Copy every line of the data exactly, leaving nothing out.

▬▬▬▬▬▬

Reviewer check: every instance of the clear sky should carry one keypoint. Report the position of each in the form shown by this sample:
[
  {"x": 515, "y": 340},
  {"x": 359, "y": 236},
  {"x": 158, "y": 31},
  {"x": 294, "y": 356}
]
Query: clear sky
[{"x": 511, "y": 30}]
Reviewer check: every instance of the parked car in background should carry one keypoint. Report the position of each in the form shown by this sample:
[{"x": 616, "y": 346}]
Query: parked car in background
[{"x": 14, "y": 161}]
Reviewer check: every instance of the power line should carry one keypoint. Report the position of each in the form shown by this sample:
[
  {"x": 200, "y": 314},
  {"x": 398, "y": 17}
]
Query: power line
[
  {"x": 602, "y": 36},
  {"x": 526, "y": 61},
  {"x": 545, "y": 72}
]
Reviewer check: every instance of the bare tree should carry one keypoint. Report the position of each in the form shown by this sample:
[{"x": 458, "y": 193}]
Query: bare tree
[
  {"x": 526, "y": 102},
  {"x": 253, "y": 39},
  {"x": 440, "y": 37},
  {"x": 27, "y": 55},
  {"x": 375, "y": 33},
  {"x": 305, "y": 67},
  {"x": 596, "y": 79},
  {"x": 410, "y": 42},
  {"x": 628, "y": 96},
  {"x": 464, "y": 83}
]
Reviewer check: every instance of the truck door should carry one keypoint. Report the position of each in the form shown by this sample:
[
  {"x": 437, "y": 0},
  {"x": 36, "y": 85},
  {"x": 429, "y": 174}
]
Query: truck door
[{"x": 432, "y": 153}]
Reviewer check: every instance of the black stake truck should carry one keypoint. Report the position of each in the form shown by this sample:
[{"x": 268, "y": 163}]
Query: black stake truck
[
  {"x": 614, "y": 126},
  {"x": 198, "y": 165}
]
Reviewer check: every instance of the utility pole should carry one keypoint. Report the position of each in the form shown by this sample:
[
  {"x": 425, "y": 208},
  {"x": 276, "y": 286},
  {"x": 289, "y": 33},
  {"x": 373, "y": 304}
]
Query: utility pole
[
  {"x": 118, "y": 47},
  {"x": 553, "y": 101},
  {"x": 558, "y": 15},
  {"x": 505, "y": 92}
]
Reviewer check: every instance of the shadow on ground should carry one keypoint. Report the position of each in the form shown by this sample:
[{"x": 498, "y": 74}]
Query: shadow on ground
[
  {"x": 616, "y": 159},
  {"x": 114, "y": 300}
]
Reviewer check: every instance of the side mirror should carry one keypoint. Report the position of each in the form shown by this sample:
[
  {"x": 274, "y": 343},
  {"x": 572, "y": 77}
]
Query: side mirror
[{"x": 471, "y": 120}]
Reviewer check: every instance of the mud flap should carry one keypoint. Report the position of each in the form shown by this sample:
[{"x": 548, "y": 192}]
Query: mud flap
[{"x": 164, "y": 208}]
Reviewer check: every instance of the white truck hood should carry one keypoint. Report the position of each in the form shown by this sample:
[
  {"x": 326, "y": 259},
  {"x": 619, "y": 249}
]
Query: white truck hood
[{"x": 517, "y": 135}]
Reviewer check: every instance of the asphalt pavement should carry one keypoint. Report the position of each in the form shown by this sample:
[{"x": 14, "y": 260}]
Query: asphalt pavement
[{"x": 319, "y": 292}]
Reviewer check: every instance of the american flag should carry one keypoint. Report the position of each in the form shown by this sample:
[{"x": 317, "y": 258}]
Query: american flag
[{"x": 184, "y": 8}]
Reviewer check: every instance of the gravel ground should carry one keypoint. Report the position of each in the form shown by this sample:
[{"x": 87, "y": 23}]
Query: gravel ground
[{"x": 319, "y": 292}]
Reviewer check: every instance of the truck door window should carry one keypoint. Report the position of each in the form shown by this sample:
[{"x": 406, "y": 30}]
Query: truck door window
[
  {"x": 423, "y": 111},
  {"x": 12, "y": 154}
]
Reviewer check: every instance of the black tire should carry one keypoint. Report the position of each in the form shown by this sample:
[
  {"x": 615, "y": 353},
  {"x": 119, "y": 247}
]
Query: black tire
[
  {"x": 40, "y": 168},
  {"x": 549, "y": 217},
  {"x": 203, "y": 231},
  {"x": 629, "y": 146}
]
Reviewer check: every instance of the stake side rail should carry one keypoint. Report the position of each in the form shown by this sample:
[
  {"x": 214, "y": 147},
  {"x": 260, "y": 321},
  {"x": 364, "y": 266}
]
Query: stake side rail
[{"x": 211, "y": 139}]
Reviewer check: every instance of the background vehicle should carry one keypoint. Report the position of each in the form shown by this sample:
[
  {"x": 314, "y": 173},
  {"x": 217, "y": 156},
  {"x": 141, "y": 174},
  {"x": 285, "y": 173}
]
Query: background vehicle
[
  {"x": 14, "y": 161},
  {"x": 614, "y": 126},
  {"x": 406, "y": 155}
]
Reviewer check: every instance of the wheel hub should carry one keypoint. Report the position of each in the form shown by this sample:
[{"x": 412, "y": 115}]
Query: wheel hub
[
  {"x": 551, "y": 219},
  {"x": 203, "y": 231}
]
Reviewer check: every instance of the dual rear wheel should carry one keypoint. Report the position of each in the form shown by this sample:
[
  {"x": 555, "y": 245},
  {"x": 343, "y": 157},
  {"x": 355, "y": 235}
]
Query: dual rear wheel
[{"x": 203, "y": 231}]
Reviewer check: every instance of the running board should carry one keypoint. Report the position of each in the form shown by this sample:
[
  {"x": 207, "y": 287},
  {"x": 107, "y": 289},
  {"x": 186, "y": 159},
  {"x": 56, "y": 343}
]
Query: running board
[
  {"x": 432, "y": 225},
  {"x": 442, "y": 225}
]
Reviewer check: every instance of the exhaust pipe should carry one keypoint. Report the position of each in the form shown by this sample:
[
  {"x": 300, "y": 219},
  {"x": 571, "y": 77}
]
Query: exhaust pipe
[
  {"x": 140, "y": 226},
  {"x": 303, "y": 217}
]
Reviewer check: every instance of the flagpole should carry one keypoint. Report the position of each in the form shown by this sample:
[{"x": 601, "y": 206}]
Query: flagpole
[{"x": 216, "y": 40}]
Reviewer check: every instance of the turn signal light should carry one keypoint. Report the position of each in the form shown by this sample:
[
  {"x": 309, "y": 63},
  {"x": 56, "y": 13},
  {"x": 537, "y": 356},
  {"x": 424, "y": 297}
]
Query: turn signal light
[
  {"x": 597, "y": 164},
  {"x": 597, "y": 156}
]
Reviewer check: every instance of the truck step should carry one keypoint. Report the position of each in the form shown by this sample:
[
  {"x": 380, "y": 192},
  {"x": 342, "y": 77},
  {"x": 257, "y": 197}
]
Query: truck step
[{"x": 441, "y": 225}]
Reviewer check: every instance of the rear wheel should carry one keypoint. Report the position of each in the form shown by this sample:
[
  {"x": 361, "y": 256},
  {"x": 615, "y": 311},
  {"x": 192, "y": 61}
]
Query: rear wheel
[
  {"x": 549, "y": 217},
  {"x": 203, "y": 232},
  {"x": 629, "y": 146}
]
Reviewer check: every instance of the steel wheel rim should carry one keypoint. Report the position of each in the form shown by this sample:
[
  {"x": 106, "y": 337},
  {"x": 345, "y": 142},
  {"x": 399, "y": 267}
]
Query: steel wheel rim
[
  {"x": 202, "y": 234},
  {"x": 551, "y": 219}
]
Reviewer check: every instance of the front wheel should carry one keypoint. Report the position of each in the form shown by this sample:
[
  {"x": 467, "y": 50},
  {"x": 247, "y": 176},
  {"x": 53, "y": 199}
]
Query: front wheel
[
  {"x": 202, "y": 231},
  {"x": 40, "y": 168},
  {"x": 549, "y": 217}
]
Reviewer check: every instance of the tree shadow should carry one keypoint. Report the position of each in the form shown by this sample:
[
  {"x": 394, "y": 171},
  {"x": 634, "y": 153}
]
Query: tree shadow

▬▬▬▬▬▬

SOLUTION
Reviewer check: every instance of the clear sky should carry one keypoint. Report the position of each in the form shown by this sample:
[
  {"x": 515, "y": 340},
  {"x": 359, "y": 236},
  {"x": 158, "y": 31},
  {"x": 294, "y": 356}
]
Query: clear sky
[{"x": 511, "y": 30}]
Reviewer check: every instance of the parked car in background should carry one keypoint. Report the position of each in the form shown by this sample:
[{"x": 616, "y": 346}]
Query: parked car in background
[{"x": 14, "y": 161}]
Reviewer check: every instance of the power line should carry one keypoint. Report the position of each in the form shown by this sample:
[
  {"x": 200, "y": 314},
  {"x": 398, "y": 17}
]
Query: power line
[
  {"x": 602, "y": 36},
  {"x": 526, "y": 61},
  {"x": 545, "y": 72}
]
Reviewer check: every instance of the bare tree should carry one keypoint. Report the position of each in the form shown by this sample:
[{"x": 458, "y": 193}]
Query: bare tree
[
  {"x": 526, "y": 102},
  {"x": 253, "y": 39},
  {"x": 440, "y": 37},
  {"x": 27, "y": 55},
  {"x": 375, "y": 33},
  {"x": 305, "y": 67},
  {"x": 596, "y": 79},
  {"x": 410, "y": 42},
  {"x": 628, "y": 96},
  {"x": 464, "y": 83}
]
Reviewer check: every instance of the truck door should carry one keypoint. Report the position of each in the form shown by this sample:
[
  {"x": 437, "y": 0},
  {"x": 36, "y": 85},
  {"x": 429, "y": 174}
]
Query: truck door
[{"x": 432, "y": 153}]
Reviewer check: every instance of the black stake truck should carry one keypoint. Report the position of each in the form shown by this sample:
[{"x": 268, "y": 163}]
Query: black stake truck
[
  {"x": 614, "y": 126},
  {"x": 198, "y": 165}
]
Reviewer check: every instance of the utility pole should carry one keypoint. Report the position of each in the form shown by this sample:
[
  {"x": 425, "y": 208},
  {"x": 276, "y": 286},
  {"x": 289, "y": 33},
  {"x": 373, "y": 304}
]
Query: utility pole
[
  {"x": 118, "y": 47},
  {"x": 553, "y": 101},
  {"x": 558, "y": 15},
  {"x": 505, "y": 92}
]
Reviewer check: every instance of the shadow on ground should carry one keypoint. Report the position of each in the form shown by this sample:
[{"x": 498, "y": 74}]
Query: shadow on ground
[
  {"x": 616, "y": 159},
  {"x": 114, "y": 300}
]
Reviewer check: every instance of the side mirror should carry one keypoint. Report the position of each in the form shown by this sample:
[
  {"x": 274, "y": 343},
  {"x": 572, "y": 77}
]
Query: side mirror
[{"x": 471, "y": 120}]
Reviewer check: every instance of the mud flap should carry one keypoint. Report the position of each in the form shown by this sample:
[{"x": 548, "y": 192}]
Query: mud flap
[{"x": 164, "y": 208}]
Reviewer check: every instance of the white truck hood should carry one keypoint. Report the position of each in the form shown by this sample:
[
  {"x": 326, "y": 259},
  {"x": 619, "y": 249}
]
Query: white truck hood
[{"x": 517, "y": 135}]
Reviewer check: every instance of the asphalt pavement should carry one keypoint. Report the position of each in the form shown by this sample:
[{"x": 14, "y": 260}]
Query: asphalt pavement
[{"x": 319, "y": 292}]
Reviewer check: every instance of the american flag should carry one keypoint. Report the position of each in the form shown by this sample:
[{"x": 317, "y": 258}]
Query: american flag
[{"x": 184, "y": 8}]
Reviewer check: every instance of the gravel ground should carry one keypoint. Report the position of each in the form shown by this sample:
[{"x": 87, "y": 23}]
Query: gravel ground
[{"x": 319, "y": 292}]
Reviewer check: every instance of the truck door window should carry one keypoint. Report the position of each in the form shown by this sample:
[{"x": 406, "y": 30}]
Query: truck door window
[
  {"x": 423, "y": 111},
  {"x": 12, "y": 154}
]
Reviewer check: every instance of the black tire should carry one keypoint. Report the position of each in the form shown by this sample:
[
  {"x": 615, "y": 353},
  {"x": 119, "y": 247}
]
Query: black tire
[
  {"x": 40, "y": 168},
  {"x": 549, "y": 217},
  {"x": 203, "y": 231},
  {"x": 629, "y": 146}
]
Reviewer check: every instance of the stake side rail should carry one keypoint. Report the position of each in the form shown by this sample:
[
  {"x": 214, "y": 147},
  {"x": 260, "y": 321},
  {"x": 364, "y": 266}
]
Query: stake side rail
[{"x": 211, "y": 139}]
Reviewer check: every instance of the background vehicle should carry one keypoint. Report the position of each in the form shown by this sample:
[
  {"x": 314, "y": 173},
  {"x": 217, "y": 156},
  {"x": 141, "y": 174},
  {"x": 285, "y": 173}
]
Query: background vehicle
[
  {"x": 14, "y": 161},
  {"x": 614, "y": 126},
  {"x": 406, "y": 155}
]
Reviewer check: every instance of the wheel hub should carry one keypoint. Report the position of each in the form shown by this sample:
[{"x": 412, "y": 115}]
Query: wheel hub
[
  {"x": 551, "y": 219},
  {"x": 203, "y": 231}
]
Reviewer check: every instance of the dual rear wheel should carry one keypoint. Report the position of each in the form shown by this sample:
[
  {"x": 555, "y": 245},
  {"x": 343, "y": 157},
  {"x": 355, "y": 235}
]
Query: dual rear wheel
[{"x": 203, "y": 231}]
Reviewer check: every instance of the running board should carry one keypoint. Report the position of each in the form shown by this sample:
[
  {"x": 207, "y": 287},
  {"x": 107, "y": 289},
  {"x": 186, "y": 159},
  {"x": 56, "y": 343}
]
Query: running board
[
  {"x": 432, "y": 225},
  {"x": 442, "y": 225}
]
Reviewer check: every instance of the exhaust pipe should carry one keypoint. Report the position of each in the form shown by this sample:
[
  {"x": 300, "y": 219},
  {"x": 571, "y": 77}
]
Query: exhaust pipe
[
  {"x": 140, "y": 226},
  {"x": 303, "y": 217}
]
Reviewer check: every instance of the flagpole should carry one keypoint. Report the position of each in the form shown by this sample:
[{"x": 601, "y": 206}]
Query: flagpole
[{"x": 216, "y": 40}]
Reviewer check: every instance of the turn signal light should carry one keypoint. Report the position of each in the form shown by this sample:
[
  {"x": 309, "y": 63},
  {"x": 56, "y": 13},
  {"x": 537, "y": 356},
  {"x": 424, "y": 297}
]
Query: turn signal light
[
  {"x": 597, "y": 164},
  {"x": 597, "y": 156}
]
Reviewer check: every instance of the truck step should carry one keypoint. Report the position of each in the form shown by this sample:
[
  {"x": 380, "y": 192},
  {"x": 342, "y": 77},
  {"x": 257, "y": 197}
]
Query: truck step
[{"x": 441, "y": 225}]
Reviewer check: every instance of the rear wheel should carry one keypoint. Report the position of each in the form shown by this sample:
[
  {"x": 361, "y": 256},
  {"x": 615, "y": 311},
  {"x": 192, "y": 61}
]
Query: rear wheel
[
  {"x": 549, "y": 217},
  {"x": 203, "y": 232},
  {"x": 629, "y": 146}
]
Reviewer check: every instance of the steel wheel rim should carry one keypoint. Report the position of each in the form shown by this sample:
[
  {"x": 106, "y": 337},
  {"x": 345, "y": 142},
  {"x": 399, "y": 267}
]
Query: steel wheel rim
[
  {"x": 202, "y": 234},
  {"x": 551, "y": 219}
]
Reviewer check: every instance of the front wheel should carry one keypoint. Report the position of each in the form shown by this sample:
[
  {"x": 467, "y": 50},
  {"x": 247, "y": 176},
  {"x": 53, "y": 199}
]
Query: front wheel
[
  {"x": 202, "y": 231},
  {"x": 40, "y": 168},
  {"x": 549, "y": 217}
]
Reviewer check: every instance of the tree shadow should carry one keypoint. Report the position of each in the form shown by this sample:
[
  {"x": 394, "y": 171},
  {"x": 634, "y": 153}
]
Query: tree shadow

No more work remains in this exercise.